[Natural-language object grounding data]
* * * * * * * * *
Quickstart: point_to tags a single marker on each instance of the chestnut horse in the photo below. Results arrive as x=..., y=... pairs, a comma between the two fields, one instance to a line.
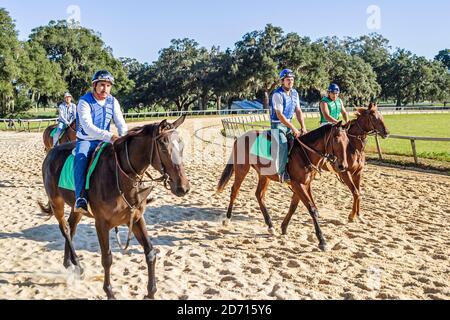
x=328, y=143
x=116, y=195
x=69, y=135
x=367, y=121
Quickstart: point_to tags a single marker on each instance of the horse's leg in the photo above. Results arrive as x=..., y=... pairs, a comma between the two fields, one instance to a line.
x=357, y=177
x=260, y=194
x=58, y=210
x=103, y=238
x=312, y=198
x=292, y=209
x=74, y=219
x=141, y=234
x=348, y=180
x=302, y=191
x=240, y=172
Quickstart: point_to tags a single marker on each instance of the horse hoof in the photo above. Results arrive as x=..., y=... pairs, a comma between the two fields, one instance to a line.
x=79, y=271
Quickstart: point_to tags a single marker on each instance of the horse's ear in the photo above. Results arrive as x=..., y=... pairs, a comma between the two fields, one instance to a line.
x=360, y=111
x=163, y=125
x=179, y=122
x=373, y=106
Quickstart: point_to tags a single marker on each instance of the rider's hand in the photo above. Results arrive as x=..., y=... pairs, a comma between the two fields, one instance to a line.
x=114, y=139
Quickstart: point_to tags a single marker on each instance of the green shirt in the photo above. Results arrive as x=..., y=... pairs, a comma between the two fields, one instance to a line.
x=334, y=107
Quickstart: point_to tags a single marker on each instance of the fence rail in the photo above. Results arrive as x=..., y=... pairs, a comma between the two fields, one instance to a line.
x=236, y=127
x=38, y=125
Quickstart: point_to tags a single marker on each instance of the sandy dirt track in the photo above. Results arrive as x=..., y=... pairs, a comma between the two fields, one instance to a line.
* * * * * * * * *
WHAT IS BEING ASKED →
Give back every record above word for word, dropping pictures.

SOLUTION TO THIS TASK →
Quickstart: point_to tags a single marker on each instance of the chestnut horse in the photo below. Results arrive as x=..., y=... pairs, a comma between the two fields, one instance to a line.
x=328, y=143
x=116, y=195
x=69, y=135
x=367, y=121
Quickstart: point_to tags a single marker on each instance of the horse's leg in the photo above. Results arrive as x=..., y=... pairs, a comma between the two fields, one instance to a line.
x=357, y=177
x=260, y=194
x=58, y=210
x=103, y=238
x=312, y=198
x=292, y=209
x=74, y=219
x=141, y=234
x=348, y=180
x=302, y=191
x=240, y=172
Quickstart: point_to tags a single marker on each instance of the horse hoof in the photo above. Results arrive as x=..., y=... pairs, a comma between the two fields, one instance to a line.
x=79, y=271
Quickstart: point_to tags a single marker on each instance of the horse's ear in the photo above. Results arrive as x=..., y=... pairs, a comma between the two fields, one instance to a line.
x=360, y=111
x=163, y=125
x=179, y=122
x=373, y=106
Quickstart: point_to tags a single marker on each instance of the rider's hand in the photo above. Results arrive as x=..., y=... pairs, a comma between the two fields, one instance to a line.
x=114, y=139
Quickstart: point_to tags a single marker on each instance of the green shirt in the photo above. Results arrive as x=..., y=... pairs, a comma between the two fields, one instance to a line.
x=334, y=107
Quickstart: point_to tags a single marker on each instance of the fence rail in the photo above. Results arrive as x=..., y=... pairs, a comma between the two fields, one instance to a line.
x=236, y=127
x=38, y=125
Quickstart: point_to tags a single marker on each instance of the sandy dirt track in the photo above. Results arrive as x=..., y=... pairs, a comma between the two fields, one instance to a line.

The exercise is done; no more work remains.